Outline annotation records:
--- begin ---

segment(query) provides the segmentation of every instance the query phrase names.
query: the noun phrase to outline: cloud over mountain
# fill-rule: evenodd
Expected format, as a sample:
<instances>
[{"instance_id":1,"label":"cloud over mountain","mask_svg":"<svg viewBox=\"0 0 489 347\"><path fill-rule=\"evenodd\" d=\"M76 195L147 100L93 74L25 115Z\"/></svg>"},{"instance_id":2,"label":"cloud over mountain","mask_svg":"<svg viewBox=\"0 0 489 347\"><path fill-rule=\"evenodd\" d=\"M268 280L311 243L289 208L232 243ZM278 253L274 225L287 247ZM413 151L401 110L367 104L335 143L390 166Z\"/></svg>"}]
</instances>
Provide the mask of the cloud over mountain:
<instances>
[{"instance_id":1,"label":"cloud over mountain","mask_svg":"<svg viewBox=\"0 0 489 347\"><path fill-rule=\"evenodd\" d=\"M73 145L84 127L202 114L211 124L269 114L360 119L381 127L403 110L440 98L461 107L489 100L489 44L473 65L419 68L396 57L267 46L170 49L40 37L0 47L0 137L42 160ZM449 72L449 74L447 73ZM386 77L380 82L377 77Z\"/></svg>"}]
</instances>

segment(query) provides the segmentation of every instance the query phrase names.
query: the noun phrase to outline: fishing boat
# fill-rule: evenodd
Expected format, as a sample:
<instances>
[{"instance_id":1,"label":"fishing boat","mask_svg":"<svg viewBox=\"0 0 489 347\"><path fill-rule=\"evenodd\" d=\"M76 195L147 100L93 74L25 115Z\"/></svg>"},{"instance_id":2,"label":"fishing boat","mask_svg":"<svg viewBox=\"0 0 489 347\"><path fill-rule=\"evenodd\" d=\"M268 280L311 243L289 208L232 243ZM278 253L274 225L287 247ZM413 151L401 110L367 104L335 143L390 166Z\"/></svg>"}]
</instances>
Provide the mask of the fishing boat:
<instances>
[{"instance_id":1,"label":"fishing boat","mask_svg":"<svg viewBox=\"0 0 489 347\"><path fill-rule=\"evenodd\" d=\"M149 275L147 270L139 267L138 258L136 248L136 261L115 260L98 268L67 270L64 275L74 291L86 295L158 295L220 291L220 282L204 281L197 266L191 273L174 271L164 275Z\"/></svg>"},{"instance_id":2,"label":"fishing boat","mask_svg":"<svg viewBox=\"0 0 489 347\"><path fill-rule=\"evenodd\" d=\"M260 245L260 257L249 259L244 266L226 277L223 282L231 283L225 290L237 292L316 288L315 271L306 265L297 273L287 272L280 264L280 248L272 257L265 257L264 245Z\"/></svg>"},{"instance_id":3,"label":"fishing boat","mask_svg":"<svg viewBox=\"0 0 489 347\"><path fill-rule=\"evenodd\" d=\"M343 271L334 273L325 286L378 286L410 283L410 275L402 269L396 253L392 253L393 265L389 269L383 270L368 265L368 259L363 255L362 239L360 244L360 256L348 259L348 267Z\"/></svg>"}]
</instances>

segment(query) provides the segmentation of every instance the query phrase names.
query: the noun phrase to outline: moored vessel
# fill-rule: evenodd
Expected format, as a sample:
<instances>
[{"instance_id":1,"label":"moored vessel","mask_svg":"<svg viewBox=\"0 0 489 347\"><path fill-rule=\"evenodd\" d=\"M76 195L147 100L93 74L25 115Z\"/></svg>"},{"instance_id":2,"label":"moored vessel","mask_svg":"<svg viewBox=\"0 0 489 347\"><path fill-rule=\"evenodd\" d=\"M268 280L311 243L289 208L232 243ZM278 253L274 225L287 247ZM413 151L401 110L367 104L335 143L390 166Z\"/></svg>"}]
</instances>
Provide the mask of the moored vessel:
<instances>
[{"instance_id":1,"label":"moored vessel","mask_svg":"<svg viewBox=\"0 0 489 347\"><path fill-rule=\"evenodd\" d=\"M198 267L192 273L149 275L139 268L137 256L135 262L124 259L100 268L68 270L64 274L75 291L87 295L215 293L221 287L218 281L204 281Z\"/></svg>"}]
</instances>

--- end ---

What you have to do: Identify every line in the lines above that contains the word "mountain", and copy each one. Case counts.

Full response:
query: the noun phrase to outline: cloud over mountain
[{"instance_id":1,"label":"cloud over mountain","mask_svg":"<svg viewBox=\"0 0 489 347\"><path fill-rule=\"evenodd\" d=\"M76 195L147 100L93 74L25 115Z\"/></svg>"},{"instance_id":2,"label":"cloud over mountain","mask_svg":"<svg viewBox=\"0 0 489 347\"><path fill-rule=\"evenodd\" d=\"M268 280L311 243L289 208L232 243ZM278 253L274 225L287 247ZM413 151L401 110L367 104L335 143L390 166Z\"/></svg>"}]
Provide the mask of the cloud over mountain:
[{"instance_id":1,"label":"cloud over mountain","mask_svg":"<svg viewBox=\"0 0 489 347\"><path fill-rule=\"evenodd\" d=\"M73 145L84 127L202 114L211 124L269 114L360 119L381 127L403 110L440 98L461 107L489 100L489 44L473 65L419 68L396 57L267 46L170 49L40 37L0 47L0 137L42 160ZM449 72L449 74L447 73ZM386 77L380 82L377 77Z\"/></svg>"}]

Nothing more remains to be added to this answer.